» **TASK DIRECTIONS**: Update the entries below by rewriting them with every instance of "bounding box" changed to "enclosing rectangle", leaving everything else as it is.

» **INPUT**:
::::

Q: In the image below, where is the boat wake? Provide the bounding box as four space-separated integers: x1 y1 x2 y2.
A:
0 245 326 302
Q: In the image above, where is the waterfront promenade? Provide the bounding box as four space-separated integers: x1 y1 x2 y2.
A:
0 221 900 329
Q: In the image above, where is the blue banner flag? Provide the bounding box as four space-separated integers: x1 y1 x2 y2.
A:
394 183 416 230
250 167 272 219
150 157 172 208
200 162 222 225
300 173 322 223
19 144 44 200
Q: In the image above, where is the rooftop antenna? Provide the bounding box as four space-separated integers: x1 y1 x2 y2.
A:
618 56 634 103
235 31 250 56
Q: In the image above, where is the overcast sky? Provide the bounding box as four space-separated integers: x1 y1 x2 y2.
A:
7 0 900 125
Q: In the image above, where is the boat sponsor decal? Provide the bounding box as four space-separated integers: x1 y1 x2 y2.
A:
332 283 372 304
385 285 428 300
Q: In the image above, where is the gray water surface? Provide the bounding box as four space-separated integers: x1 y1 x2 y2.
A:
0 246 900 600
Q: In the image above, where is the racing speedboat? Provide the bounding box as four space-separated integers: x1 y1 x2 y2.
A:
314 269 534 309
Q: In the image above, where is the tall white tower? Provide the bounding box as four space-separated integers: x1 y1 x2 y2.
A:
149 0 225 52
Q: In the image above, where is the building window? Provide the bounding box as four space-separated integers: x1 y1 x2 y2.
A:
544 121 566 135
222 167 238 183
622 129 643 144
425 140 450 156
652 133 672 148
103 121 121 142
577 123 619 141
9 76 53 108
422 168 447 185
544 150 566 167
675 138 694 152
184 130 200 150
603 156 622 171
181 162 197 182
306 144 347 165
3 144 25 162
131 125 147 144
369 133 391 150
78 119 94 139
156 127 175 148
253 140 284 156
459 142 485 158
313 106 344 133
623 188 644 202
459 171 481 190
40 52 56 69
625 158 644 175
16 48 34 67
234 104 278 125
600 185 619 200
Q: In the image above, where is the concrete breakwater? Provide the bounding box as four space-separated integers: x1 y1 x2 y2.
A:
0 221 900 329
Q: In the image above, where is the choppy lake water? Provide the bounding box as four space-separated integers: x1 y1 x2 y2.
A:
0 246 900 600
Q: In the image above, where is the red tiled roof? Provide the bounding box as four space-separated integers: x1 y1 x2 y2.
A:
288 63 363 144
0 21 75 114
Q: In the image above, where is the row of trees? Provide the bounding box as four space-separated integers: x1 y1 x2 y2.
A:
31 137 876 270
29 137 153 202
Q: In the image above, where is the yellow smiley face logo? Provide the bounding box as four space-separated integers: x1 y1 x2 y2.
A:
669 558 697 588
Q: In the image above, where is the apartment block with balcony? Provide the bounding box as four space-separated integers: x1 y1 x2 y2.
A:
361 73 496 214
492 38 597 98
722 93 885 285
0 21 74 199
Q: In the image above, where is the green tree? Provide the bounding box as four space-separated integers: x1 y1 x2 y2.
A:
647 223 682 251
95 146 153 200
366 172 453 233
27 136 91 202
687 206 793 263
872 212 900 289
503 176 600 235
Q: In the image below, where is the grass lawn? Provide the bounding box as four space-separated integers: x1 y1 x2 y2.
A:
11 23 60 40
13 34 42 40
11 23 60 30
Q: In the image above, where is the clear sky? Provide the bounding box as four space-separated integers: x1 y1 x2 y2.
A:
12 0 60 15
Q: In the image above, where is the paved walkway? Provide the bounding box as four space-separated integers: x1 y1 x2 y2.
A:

::::

» **EXERCISE RESULT**:
Q: In the image below, where is the boat wake? Provide the enclosing rectangle as four space-separated integers: x1 y1 x2 y2.
A:
0 245 326 302
Q: In the image above, where is the waterfront promenade? Provide the enclosing rectangle as four space-separated integers: x1 y1 x2 y2.
A:
0 221 900 329
Q: In the image above, where is the blue banner flag? Provide the enclosing rectangle as four space-separated integers: x1 y1 x2 y2.
A:
394 183 416 230
250 167 272 219
150 157 172 208
200 162 222 225
300 173 322 223
19 144 44 200
Q: In the image above, where is the rooftop antenna? Provide the enclosing rectangle as four space-separated integers: x1 y1 x2 y2.
A:
618 56 634 103
235 31 250 56
Q: In the image above, where is the overcast sky? Provide the enclosing rectangle as four space-separated integers: x1 y1 x2 y2.
A:
7 0 900 125
Q: In the image above, where is the boat sponsor decal? Provide the enclosing rectangle as four space-separated integers: x1 y1 x2 y2.
A:
332 283 372 304
385 285 428 300
Q: In the image above, where is the gray water surface? Provide the enclosing rectangle as four space-separated integers: x1 y1 x2 y2.
A:
0 246 900 600
Q: In the image above, where is the racing speedboat? Provide the enclosing rectangle as four space-separated integers: x1 y1 x2 y2.
A:
314 269 534 309
Q: In the image above, where is the tall white tower? Provide the enclosing rectangle as four space-separated integers: x1 y1 x2 y2.
A:
149 0 225 52
Q: In the image above, where is the building window? Provide the enclosing rectangle as four space-separated integers: x1 y1 x2 y2.
A:
544 121 566 135
222 167 238 183
622 129 643 144
425 140 450 156
652 133 672 148
103 121 121 142
577 123 619 141
9 76 53 108
422 168 447 185
544 150 566 167
675 138 694 152
184 130 200 150
603 156 622 171
181 162 197 182
306 144 347 165
3 144 25 162
131 125 147 144
369 133 391 150
78 119 94 139
156 127 175 148
253 140 284 156
459 142 485 158
313 106 344 133
623 188 644 202
459 171 481 190
40 52 56 69
625 158 644 175
16 48 34 67
234 104 278 125
600 185 619 200
Q: In the image above, where is the concrete breakwater? Provide the enclosing rectangle as four space-separated integers: x1 y1 x2 y2.
A:
0 221 900 329
Q: In the image above, where is the choppy lake water? Provide the enclosing rectangle as four space-separated integers: x1 y1 x2 y2.
A:
0 246 900 600
Q: In the image above, where is the red tiled roof? Provide the enclosing rectangle as four space-separated integers: x1 y1 x2 y2.
A:
288 63 363 144
0 21 75 114
Q: In the image above, where is the row of trees? Provide the enclosing rectangle as four space-separated integers: x1 y1 x2 y2.
A:
31 137 876 270
29 137 153 202
Q: In the image above, where is the yellow smiley face logo? Provide the enclosing rectangle as four space-separated integers: x1 y1 x2 y2.
A:
669 558 697 588
Q: In the image above, where is the apartment block with balcony? Provide the enclosing rectangle as four space-separated integers: x1 y1 x2 y2.
A:
361 73 496 214
492 38 597 98
722 93 885 285
0 21 74 199
Q: In the image above, where is the green tree? Provide the enclosing rectangle as four space-separated integers: x1 y1 x2 y2.
A:
647 223 682 251
95 146 153 200
366 172 453 233
27 136 91 202
687 206 793 263
872 212 900 289
503 176 600 235
Q: In the image below, where is the grass lawn? Provide the enclosing rectangle as four space-separated integers: x1 y1 x2 y2.
A:
11 23 60 40
13 34 42 40
11 23 60 30
Q: In the image above, where is the clear sky? Provide the enclosing rectangle as four space-separated integers: x1 y1 x2 y2.
A:
12 0 60 15
Q: In the image above, where is the paved walkway? Provide the enclosing rectangle as four space-separated integers: x1 y1 x2 y2.
A:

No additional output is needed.